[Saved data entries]
== Segment start ==

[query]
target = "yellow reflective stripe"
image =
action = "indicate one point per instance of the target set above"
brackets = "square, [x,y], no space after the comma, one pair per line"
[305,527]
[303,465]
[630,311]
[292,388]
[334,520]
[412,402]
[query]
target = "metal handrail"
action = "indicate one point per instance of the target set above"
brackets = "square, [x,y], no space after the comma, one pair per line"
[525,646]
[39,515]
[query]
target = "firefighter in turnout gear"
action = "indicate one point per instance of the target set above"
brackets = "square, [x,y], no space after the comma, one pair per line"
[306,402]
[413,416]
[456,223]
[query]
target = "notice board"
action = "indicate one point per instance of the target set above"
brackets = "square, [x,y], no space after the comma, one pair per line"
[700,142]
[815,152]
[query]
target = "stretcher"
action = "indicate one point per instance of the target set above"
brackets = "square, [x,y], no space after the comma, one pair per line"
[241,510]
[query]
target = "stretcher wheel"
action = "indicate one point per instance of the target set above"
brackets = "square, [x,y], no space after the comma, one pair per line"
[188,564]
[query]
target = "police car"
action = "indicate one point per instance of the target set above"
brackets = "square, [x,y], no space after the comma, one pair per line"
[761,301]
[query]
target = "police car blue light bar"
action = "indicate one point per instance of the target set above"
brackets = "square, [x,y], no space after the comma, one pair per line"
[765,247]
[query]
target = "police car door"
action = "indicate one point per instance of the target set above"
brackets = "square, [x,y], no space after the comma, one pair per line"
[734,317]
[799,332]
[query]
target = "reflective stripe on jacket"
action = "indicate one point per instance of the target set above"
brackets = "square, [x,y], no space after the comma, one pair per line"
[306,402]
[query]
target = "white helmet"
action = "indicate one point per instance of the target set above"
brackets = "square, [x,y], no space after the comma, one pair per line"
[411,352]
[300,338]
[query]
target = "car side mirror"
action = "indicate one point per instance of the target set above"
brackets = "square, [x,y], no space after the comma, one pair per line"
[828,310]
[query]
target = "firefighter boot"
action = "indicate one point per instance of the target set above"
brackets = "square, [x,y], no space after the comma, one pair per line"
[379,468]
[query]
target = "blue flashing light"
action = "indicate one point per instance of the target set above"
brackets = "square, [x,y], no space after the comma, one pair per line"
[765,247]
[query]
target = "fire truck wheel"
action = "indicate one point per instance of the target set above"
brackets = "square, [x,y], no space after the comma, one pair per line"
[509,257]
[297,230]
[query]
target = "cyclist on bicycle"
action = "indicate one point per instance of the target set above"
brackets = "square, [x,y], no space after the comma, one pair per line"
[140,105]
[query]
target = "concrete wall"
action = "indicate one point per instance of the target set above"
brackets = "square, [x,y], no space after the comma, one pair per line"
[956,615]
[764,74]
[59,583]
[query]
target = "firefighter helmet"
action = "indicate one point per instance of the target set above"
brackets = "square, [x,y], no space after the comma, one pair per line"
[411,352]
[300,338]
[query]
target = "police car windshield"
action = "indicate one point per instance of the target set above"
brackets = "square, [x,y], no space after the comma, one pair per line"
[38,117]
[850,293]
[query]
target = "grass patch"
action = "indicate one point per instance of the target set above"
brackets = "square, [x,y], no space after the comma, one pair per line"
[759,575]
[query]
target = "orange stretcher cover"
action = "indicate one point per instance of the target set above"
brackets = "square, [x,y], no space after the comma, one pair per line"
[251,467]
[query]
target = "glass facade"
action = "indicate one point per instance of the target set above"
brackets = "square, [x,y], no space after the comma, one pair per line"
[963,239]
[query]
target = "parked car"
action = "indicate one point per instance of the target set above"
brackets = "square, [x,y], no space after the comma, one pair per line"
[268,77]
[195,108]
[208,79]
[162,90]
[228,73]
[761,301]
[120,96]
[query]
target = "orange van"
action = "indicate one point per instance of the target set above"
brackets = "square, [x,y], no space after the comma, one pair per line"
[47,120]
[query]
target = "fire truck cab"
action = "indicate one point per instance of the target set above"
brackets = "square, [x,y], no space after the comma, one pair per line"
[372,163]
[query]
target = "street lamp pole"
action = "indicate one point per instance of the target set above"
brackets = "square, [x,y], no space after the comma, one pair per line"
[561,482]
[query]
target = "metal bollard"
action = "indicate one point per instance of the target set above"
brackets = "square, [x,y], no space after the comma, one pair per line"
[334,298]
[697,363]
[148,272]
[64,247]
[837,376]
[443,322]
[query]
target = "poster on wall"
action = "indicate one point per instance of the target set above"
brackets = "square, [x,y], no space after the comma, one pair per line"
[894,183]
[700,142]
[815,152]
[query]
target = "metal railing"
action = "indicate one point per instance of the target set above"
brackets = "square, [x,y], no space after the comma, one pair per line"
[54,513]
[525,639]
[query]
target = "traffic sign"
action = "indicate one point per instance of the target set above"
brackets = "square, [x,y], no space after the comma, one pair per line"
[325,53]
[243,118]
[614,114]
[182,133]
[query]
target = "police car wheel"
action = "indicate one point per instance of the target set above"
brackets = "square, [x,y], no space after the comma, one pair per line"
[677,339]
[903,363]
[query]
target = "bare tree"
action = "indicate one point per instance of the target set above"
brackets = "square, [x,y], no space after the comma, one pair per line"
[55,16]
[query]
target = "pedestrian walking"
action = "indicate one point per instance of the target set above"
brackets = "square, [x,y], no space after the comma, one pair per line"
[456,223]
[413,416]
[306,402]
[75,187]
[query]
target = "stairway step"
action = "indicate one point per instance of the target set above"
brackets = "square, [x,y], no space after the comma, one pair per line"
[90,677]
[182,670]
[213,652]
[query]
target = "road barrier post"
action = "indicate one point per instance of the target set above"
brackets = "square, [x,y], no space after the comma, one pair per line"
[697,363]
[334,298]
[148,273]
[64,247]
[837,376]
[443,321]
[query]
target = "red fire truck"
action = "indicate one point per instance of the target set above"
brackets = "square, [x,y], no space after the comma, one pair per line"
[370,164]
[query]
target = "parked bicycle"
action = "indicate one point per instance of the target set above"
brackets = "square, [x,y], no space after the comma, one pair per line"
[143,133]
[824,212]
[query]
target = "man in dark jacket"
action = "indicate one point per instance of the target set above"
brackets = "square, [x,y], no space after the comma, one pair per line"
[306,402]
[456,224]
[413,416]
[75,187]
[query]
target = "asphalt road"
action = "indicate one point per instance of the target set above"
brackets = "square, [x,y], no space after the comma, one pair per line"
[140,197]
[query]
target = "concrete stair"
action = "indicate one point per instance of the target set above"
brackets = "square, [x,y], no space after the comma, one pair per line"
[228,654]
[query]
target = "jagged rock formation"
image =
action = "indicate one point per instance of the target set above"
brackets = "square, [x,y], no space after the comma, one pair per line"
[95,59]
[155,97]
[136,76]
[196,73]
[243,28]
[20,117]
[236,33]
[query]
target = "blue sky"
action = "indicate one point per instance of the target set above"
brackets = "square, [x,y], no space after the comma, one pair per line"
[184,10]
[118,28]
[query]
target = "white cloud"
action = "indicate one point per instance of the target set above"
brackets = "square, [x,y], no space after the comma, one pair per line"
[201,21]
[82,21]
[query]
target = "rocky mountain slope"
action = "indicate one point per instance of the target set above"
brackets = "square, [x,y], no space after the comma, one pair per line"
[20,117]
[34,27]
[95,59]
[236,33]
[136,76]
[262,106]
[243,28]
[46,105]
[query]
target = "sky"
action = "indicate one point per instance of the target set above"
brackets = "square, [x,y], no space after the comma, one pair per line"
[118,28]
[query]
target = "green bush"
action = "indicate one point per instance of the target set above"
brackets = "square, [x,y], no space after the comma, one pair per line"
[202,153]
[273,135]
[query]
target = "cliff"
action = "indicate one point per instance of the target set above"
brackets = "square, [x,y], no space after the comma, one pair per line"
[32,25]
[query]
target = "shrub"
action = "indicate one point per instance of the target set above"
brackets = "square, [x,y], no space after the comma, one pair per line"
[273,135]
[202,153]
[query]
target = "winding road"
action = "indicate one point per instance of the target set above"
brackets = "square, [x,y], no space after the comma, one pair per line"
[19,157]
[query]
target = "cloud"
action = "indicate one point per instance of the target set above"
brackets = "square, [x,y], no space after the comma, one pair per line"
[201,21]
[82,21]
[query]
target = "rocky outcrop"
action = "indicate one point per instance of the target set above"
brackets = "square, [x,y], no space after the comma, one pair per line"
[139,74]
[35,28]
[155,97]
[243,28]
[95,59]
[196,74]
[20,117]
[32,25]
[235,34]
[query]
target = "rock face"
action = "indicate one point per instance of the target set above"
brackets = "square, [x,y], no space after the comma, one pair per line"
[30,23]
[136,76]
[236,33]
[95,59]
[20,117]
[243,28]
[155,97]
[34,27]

== Segment end ==

WHAT THE TASK REQUIRES. For each line above that includes "metal", copy the line.

YOUR SOLUTION.
target = "metal handrail"
target = "metal bollard"
target = "metal railing"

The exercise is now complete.